The response should hold each line from the entries below where "cycling" is found.
━━━━━━━━━━━━━━━━━━━━━━━━━━━━━━
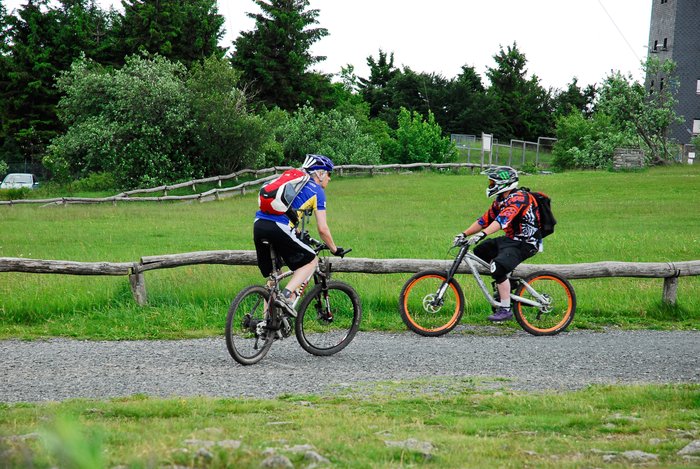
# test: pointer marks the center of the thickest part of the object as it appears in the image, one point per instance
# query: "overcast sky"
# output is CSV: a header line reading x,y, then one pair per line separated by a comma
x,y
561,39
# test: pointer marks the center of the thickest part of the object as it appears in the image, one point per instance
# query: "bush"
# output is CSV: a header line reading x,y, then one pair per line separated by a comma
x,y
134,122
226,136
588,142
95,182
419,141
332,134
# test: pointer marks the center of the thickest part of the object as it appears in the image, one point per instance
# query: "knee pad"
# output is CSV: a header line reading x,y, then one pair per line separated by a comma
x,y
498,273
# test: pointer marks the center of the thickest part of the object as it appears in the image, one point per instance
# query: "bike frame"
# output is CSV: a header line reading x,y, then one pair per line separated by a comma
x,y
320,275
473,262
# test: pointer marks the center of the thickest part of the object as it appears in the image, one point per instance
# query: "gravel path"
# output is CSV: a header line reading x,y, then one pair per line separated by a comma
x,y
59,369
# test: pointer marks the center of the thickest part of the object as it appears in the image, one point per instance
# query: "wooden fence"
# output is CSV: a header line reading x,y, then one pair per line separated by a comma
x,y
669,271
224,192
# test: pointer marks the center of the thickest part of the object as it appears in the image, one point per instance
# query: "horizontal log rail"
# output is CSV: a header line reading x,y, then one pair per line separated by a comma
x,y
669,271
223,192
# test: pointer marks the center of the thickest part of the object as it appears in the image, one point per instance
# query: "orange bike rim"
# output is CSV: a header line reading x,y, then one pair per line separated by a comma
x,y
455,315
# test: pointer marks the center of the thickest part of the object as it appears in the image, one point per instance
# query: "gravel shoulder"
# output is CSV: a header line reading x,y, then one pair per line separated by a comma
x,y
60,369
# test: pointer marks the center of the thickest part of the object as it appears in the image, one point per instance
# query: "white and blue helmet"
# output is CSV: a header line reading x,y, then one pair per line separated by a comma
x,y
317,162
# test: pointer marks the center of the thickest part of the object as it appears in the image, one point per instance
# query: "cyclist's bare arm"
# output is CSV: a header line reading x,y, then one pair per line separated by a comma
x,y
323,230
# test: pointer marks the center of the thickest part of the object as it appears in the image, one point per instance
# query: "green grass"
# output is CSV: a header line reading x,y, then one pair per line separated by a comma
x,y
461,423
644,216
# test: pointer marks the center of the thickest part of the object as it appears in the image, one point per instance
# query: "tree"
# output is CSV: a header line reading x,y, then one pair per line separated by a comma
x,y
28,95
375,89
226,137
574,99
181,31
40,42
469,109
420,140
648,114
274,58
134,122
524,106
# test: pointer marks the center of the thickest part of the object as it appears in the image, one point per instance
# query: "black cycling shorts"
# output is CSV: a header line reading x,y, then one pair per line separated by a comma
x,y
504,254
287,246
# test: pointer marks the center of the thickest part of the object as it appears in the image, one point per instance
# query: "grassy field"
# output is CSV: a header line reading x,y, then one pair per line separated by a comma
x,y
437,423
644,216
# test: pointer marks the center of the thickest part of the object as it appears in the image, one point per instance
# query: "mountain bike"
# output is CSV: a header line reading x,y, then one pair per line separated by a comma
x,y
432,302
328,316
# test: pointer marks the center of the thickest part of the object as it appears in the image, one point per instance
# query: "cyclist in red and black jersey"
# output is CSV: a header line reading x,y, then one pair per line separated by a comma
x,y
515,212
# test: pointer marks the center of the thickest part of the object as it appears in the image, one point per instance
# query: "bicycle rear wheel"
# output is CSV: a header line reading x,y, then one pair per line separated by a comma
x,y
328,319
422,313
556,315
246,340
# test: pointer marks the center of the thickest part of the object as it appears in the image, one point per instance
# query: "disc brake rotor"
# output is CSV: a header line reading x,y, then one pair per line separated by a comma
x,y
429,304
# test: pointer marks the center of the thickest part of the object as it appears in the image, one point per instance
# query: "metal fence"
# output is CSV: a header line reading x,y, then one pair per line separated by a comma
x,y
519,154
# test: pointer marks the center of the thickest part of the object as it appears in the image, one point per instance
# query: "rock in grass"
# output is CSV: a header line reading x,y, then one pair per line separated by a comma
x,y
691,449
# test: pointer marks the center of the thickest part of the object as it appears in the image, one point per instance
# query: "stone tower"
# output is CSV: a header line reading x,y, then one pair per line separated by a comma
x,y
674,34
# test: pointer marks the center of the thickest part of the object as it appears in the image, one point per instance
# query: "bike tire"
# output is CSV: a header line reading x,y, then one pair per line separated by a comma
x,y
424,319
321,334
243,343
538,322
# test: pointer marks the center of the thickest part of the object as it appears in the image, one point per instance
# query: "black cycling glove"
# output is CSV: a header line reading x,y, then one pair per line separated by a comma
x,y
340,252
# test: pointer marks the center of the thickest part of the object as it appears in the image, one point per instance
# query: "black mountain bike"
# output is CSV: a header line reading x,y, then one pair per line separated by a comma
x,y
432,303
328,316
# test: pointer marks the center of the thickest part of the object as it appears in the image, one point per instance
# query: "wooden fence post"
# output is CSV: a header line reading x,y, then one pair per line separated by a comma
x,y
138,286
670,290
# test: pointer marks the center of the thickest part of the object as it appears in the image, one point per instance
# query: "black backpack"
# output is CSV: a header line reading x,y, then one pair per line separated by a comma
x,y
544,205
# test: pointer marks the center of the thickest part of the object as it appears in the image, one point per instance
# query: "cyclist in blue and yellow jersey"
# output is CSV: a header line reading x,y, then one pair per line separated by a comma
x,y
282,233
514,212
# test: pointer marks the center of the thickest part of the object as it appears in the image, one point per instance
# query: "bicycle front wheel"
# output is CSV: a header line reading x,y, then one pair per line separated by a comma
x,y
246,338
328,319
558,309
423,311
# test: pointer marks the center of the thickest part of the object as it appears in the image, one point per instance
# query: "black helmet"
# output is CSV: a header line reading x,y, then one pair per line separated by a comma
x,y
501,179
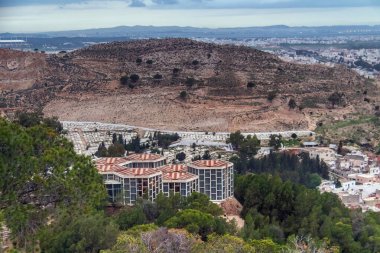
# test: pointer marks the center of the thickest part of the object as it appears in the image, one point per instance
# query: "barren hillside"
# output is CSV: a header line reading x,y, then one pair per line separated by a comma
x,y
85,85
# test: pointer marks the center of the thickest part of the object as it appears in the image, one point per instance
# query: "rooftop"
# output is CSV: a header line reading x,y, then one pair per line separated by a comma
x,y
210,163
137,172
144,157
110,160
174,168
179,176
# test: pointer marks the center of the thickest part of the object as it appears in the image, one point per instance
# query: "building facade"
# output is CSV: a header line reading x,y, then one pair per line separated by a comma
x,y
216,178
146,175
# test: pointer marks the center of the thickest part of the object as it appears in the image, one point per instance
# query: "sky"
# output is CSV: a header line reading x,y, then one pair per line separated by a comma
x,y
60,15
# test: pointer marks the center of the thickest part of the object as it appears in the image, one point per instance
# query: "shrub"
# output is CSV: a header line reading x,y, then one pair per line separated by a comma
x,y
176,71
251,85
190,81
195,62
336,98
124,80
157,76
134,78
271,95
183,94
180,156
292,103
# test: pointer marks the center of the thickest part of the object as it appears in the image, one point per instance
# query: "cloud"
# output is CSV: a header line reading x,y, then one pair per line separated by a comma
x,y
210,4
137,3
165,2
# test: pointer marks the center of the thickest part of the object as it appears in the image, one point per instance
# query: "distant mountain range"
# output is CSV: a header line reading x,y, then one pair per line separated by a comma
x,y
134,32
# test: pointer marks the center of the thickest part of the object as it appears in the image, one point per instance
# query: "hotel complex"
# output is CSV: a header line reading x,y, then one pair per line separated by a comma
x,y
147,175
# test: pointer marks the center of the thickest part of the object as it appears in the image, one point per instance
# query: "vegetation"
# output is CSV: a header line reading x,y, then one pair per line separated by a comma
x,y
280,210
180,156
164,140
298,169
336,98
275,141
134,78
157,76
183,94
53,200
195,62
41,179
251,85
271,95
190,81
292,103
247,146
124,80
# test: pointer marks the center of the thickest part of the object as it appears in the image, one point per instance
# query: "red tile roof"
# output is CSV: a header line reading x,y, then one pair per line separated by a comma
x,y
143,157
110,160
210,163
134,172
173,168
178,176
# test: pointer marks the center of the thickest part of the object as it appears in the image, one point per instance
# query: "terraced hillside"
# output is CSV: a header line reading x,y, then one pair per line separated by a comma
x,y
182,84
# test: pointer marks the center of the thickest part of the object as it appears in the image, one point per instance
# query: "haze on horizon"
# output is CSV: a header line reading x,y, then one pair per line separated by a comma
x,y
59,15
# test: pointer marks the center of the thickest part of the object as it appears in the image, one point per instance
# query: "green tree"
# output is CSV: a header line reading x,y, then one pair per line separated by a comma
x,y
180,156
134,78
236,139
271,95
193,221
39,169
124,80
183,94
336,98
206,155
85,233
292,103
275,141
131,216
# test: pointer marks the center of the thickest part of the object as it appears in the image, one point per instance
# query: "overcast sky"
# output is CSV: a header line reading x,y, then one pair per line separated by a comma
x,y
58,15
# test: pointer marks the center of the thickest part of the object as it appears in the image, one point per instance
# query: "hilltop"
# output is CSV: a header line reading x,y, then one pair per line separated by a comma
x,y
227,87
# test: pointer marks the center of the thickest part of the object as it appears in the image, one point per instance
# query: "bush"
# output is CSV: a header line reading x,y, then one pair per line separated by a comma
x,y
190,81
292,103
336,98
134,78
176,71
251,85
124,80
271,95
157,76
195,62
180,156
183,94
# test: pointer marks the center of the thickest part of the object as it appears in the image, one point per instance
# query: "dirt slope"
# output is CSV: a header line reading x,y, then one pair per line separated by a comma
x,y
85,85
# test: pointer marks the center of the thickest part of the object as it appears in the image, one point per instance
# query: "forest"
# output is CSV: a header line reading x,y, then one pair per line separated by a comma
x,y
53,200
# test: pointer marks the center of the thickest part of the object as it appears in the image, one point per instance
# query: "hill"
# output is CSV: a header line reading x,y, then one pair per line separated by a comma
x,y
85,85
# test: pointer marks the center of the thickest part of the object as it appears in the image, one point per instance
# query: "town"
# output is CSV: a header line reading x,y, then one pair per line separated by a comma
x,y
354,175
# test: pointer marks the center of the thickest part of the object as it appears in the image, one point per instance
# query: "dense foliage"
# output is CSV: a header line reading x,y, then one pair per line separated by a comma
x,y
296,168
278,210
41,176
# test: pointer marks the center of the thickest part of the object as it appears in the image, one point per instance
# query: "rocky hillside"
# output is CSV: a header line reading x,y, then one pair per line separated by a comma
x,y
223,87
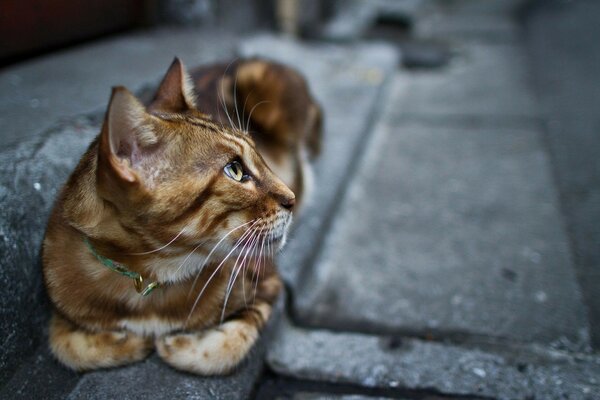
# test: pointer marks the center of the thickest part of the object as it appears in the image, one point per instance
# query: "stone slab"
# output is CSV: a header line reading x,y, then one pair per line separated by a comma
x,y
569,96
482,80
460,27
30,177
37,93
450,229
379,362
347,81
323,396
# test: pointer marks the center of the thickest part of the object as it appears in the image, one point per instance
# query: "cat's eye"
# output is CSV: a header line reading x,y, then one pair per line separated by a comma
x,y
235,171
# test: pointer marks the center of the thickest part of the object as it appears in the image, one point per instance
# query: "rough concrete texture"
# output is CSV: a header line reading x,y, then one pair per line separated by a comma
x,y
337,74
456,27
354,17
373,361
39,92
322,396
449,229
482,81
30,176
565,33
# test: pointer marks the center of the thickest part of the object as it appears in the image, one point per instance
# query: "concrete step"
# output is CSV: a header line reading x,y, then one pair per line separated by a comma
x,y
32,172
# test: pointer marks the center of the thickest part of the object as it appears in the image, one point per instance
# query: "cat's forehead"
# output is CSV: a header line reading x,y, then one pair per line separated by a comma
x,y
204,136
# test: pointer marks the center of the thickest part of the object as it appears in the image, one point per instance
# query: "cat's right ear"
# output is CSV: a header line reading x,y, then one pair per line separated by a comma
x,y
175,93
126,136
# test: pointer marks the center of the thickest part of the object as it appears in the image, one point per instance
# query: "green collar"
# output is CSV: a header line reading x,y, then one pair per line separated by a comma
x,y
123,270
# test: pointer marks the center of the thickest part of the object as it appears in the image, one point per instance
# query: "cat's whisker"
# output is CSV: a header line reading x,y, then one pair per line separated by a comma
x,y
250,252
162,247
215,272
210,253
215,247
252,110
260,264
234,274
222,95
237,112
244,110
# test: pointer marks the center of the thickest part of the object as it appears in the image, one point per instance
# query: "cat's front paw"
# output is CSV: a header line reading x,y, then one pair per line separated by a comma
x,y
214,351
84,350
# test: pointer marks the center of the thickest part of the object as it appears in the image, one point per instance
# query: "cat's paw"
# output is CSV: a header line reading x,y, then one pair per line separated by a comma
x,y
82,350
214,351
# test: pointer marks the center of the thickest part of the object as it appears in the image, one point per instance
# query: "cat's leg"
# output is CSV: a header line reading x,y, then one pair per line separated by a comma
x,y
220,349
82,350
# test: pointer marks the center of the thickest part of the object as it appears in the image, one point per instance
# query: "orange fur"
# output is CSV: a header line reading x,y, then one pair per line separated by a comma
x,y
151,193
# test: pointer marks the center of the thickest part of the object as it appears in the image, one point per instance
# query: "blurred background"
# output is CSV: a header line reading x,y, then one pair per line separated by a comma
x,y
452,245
━━━━━━━━━━━━━━━━━━━━━━━━━━━━━━
- _Response below_:
# query: "black cycling shorts"
# query: "black cycling glove"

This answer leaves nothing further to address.